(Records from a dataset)
>>>
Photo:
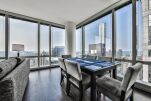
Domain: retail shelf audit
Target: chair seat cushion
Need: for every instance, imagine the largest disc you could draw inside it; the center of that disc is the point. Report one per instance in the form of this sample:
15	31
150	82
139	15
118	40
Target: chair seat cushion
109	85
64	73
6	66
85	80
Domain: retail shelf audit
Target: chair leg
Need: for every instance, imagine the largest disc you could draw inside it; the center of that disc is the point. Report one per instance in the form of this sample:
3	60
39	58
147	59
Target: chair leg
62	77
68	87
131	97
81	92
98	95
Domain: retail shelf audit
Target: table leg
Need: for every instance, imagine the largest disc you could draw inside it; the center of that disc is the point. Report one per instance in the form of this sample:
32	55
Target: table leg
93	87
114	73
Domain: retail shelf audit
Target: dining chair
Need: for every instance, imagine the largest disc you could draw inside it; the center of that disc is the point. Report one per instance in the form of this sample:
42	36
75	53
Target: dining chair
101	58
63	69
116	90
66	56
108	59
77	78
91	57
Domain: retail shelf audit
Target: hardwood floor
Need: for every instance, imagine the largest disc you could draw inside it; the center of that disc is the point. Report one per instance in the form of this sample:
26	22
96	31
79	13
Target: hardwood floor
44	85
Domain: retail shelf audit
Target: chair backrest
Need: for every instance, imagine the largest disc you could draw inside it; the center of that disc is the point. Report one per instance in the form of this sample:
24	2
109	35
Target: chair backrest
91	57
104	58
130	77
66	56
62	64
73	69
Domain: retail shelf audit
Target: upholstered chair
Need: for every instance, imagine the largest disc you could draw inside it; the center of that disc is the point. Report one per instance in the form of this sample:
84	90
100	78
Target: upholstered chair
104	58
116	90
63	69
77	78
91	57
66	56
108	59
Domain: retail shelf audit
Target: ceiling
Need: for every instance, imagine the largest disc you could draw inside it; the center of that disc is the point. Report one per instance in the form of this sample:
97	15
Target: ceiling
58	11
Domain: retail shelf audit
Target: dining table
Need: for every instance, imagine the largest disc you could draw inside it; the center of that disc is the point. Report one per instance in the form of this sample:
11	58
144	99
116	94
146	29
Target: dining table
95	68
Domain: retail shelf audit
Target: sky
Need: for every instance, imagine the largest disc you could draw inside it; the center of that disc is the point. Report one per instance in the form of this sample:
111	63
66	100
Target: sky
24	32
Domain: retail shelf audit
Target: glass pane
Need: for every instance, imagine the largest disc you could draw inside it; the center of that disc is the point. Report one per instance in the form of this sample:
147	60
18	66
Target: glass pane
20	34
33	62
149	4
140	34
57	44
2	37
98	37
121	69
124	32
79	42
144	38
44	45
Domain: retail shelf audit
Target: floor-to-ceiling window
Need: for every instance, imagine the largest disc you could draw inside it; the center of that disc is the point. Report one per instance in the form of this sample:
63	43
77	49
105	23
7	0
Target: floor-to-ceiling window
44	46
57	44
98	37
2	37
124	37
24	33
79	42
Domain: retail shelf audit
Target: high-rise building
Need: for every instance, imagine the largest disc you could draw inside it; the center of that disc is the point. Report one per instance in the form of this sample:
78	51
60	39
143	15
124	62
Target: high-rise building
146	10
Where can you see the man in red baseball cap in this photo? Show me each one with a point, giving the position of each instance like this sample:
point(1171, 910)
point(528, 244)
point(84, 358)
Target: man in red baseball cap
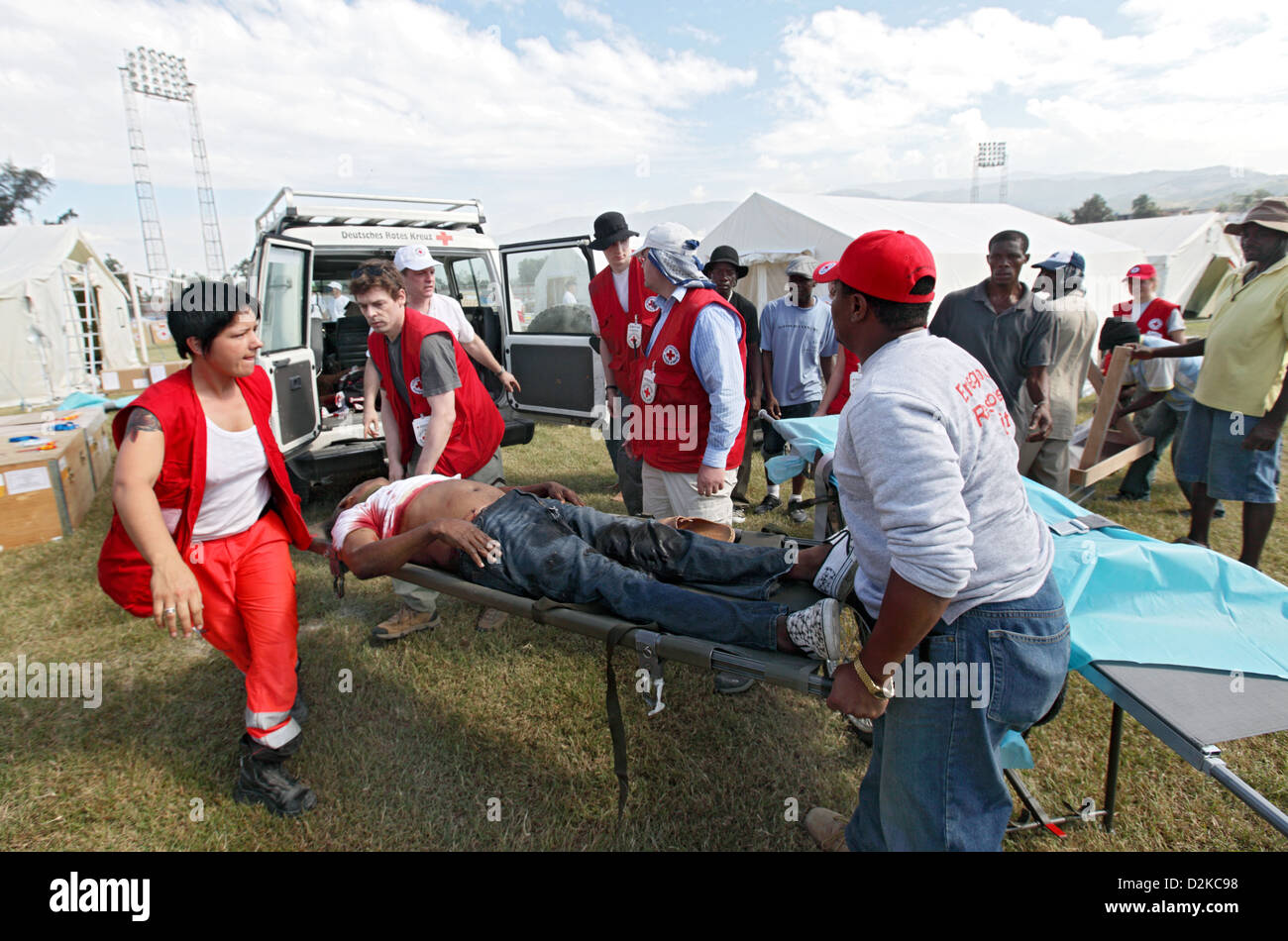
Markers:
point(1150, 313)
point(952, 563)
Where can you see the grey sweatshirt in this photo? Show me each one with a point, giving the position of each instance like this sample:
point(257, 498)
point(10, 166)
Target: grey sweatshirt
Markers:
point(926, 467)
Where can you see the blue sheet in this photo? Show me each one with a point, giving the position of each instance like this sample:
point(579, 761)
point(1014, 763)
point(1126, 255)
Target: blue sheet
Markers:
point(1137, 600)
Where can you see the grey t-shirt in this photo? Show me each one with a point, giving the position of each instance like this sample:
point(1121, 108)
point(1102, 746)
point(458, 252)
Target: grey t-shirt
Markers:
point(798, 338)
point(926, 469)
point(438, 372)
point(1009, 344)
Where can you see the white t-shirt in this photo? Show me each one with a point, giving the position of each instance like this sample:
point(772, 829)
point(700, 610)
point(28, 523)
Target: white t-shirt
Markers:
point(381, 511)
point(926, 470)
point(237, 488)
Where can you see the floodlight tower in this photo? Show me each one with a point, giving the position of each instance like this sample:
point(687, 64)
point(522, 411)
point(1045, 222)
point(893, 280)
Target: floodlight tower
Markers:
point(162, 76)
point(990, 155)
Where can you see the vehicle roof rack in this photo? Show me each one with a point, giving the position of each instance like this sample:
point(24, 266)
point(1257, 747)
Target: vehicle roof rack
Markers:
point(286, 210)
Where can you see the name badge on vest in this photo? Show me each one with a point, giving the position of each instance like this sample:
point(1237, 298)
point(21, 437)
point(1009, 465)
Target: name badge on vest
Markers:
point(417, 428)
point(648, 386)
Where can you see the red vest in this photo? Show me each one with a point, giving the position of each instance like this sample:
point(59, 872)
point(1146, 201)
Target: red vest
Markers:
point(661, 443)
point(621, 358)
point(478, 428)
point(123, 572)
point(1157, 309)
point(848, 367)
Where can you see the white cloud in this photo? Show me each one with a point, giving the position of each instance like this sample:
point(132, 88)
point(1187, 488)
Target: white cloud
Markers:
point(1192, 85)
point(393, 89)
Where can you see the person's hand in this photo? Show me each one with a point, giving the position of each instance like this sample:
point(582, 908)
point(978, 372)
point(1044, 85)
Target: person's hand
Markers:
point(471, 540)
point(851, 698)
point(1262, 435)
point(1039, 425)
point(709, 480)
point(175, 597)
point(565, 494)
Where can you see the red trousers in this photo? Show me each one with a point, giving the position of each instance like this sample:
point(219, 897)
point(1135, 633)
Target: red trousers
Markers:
<<<
▶ _Activity_
Search the records for the string "sheet" and report each line that has it.

▶ _Output of the exercise_
Where can you see the blue sheet in this photo? Show me each one with a point, giving the position of each instance like this sample:
Target: blue sheet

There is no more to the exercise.